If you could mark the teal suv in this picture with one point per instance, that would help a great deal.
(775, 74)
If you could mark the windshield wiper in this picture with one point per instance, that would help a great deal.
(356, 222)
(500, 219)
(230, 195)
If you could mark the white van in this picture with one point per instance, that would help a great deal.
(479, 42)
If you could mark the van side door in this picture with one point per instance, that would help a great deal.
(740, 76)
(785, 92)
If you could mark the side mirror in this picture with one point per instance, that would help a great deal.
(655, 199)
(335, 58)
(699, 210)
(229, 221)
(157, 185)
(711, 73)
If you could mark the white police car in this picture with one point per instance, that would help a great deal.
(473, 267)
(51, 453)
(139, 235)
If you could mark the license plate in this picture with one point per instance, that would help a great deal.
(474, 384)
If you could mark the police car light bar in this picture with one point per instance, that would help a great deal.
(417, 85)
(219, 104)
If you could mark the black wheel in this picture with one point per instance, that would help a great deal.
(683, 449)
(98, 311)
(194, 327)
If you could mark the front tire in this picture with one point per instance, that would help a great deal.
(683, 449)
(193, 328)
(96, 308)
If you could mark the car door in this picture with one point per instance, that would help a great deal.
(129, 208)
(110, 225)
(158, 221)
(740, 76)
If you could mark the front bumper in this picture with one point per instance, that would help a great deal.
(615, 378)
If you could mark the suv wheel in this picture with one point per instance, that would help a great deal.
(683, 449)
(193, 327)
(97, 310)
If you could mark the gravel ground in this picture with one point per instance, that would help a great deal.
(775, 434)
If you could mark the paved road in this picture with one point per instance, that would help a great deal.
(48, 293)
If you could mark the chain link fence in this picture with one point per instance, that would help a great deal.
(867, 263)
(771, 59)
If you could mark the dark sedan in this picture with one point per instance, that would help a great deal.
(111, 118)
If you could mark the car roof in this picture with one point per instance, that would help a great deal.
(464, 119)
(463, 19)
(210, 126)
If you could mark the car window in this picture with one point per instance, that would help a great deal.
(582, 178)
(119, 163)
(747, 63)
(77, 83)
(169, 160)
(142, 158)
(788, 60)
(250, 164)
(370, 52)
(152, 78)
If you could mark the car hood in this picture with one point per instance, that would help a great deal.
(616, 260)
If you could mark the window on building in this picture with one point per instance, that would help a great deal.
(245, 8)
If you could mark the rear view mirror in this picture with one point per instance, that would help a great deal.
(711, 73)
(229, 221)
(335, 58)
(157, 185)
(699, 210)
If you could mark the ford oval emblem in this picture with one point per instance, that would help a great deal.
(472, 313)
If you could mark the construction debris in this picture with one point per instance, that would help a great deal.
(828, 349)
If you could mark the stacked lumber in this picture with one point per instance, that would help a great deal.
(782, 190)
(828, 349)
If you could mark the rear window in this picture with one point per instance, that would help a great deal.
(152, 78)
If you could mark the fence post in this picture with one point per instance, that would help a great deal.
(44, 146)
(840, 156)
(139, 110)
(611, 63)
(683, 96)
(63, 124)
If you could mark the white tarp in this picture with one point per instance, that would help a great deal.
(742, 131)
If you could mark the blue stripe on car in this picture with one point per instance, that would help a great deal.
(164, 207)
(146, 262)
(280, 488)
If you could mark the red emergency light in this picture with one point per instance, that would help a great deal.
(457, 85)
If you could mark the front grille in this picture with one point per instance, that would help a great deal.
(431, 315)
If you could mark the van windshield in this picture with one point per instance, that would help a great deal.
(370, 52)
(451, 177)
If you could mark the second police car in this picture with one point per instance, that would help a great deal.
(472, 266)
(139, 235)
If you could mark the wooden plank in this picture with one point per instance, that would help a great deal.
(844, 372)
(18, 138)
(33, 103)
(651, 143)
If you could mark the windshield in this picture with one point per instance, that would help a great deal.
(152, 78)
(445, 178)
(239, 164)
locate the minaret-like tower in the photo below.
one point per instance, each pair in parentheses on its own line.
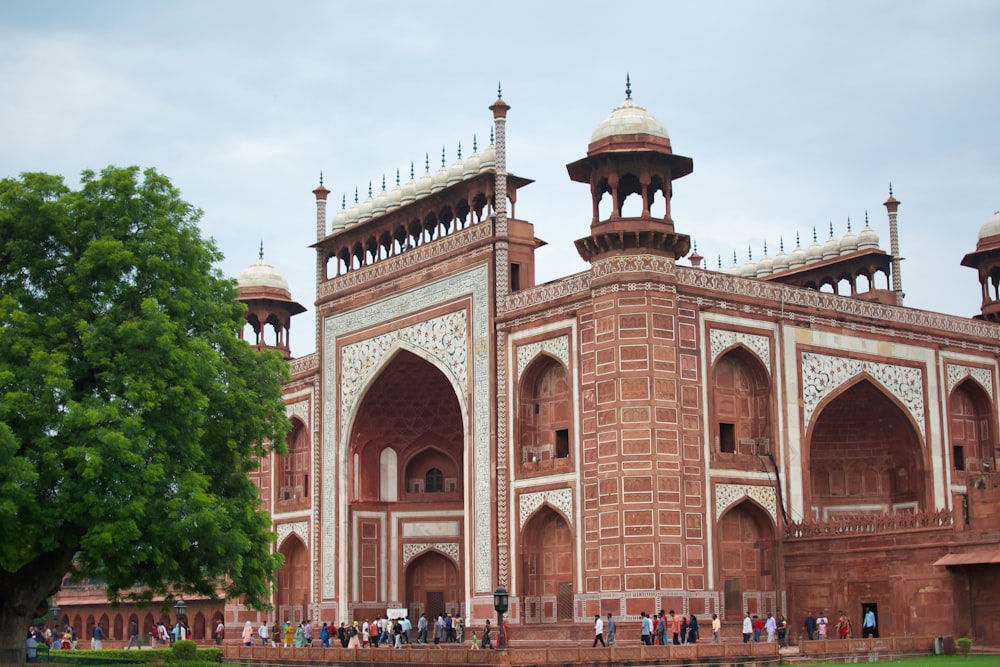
= = = = = = =
What you should do
Where an entry contains an image, skip the image and write out the rest exactly.

Solution to this problem
If you could mark the teal suv in this picture with one point per instance, that would help a great deal.
(775, 74)
If you could mark the windshield wiper in this picture with one point per instance, that would help a great deal.
(356, 222)
(500, 219)
(230, 195)
If you could mark the white van in this picture with one point per instance, that would help a great deal.
(479, 42)
If you could mark the van side door in this picture with one point per instance, that would help a great deal.
(740, 76)
(785, 92)
If you could mark the side mirror in this picture with one point per instance, that would help a great deal.
(655, 199)
(335, 58)
(699, 210)
(229, 221)
(157, 185)
(711, 73)
If you could mark the white police car in this picture with one point per instance, that would help a great deal.
(473, 267)
(51, 453)
(139, 235)
If you could mark the license plate in this picture with one point per instance, that would help a great deal.
(474, 384)
If you could mark the police car light bar in this picture with one point per instance, that would help a great deal.
(417, 85)
(219, 104)
If you could mark the black wheel in this picture with one point per instance, that would help a great deal.
(683, 449)
(98, 311)
(194, 327)
If you could mark the front tire in this picture with one point per instance, that would help a great deal.
(683, 449)
(193, 328)
(96, 308)
If you could mark the car door in this picture with one point per instance, that would help a great deal.
(129, 208)
(110, 225)
(158, 221)
(740, 76)
If you could mark the front bumper in this picture with one point per instance, that would help a great deal.
(615, 378)
If you could mark the suv wheel in this picture with one point per instance, that would help a great deal.
(683, 449)
(193, 327)
(97, 310)
If you could mark the gravel ground in this picture with one point per instance, that would help a great deal.
(775, 434)
If you could mark the paved road in this picture with one point per instance, that would help a great deal.
(48, 293)
If you could mark the chain link fence in this picture with one point per instance, that would help a great deal.
(867, 263)
(771, 59)
If you could mark the dark sedan in this picture with one point per instance, that would help a great deal.
(111, 118)
If you could mark the car roof in this picture with one point per instance, that would help a great deal.
(464, 119)
(463, 19)
(210, 126)
If you could mark the car window in this picture with one point per instance, that would help a great deal.
(582, 178)
(119, 163)
(747, 63)
(77, 83)
(169, 160)
(142, 158)
(788, 60)
(250, 164)
(370, 52)
(152, 78)
If you could mark the car hood in this picture with one point per instance, that would help a great deal.
(616, 260)
If you could mark the window on building in this picture with one point per instance, that would help a great deal.
(245, 8)
If you could mark the rear view mirror in this picture with one point per instance, that would help a great deal.
(711, 73)
(229, 221)
(335, 58)
(157, 185)
(699, 210)
If you could mark the ford oval emblem in this picture with one point per instance, that would help a great deal.
(472, 313)
If you could mark the construction debris in this picture with one point per instance, that would help a great deal.
(828, 349)
If you could mark the stacked lumber in this picture with one point per instance, that would help a great deal.
(782, 190)
(828, 349)
If you could mark the rear window in this picture with one point per instance, that would help a great deal.
(152, 78)
If you could mark the fence post in this picture with one point per instance, that would help a great deal.
(44, 146)
(840, 156)
(139, 110)
(611, 63)
(683, 96)
(63, 124)
If you could mark the white tarp in this picture with one point per instance, that would help a great deal.
(742, 131)
If you could mark the blue stripe on car in this picture with one point per instance, that would help a great deal.
(164, 207)
(146, 262)
(280, 488)
If you could mark the red emergency light in this picture with one point per instance, that would help a great deal.
(457, 85)
If you could mark the front grille in this picture with one point per instance, that would help a great deal.
(431, 315)
If you could mark the van windshield in this picture with one point per instance, that would help a great deal.
(370, 52)
(451, 177)
If you could mark the second police car in this picture with one point per instance, that would help a great deal.
(472, 266)
(139, 235)
If you could mark the wooden plank in this picture with one point per instance, that would help a great deal.
(844, 372)
(18, 138)
(33, 103)
(651, 143)
If you could mark the windshield in this picture with one point per instance, that would help a great deal.
(152, 78)
(445, 178)
(239, 164)
locate the minaret-like tower in the photo below.
one point per instance, each pair in parentheses on its own line.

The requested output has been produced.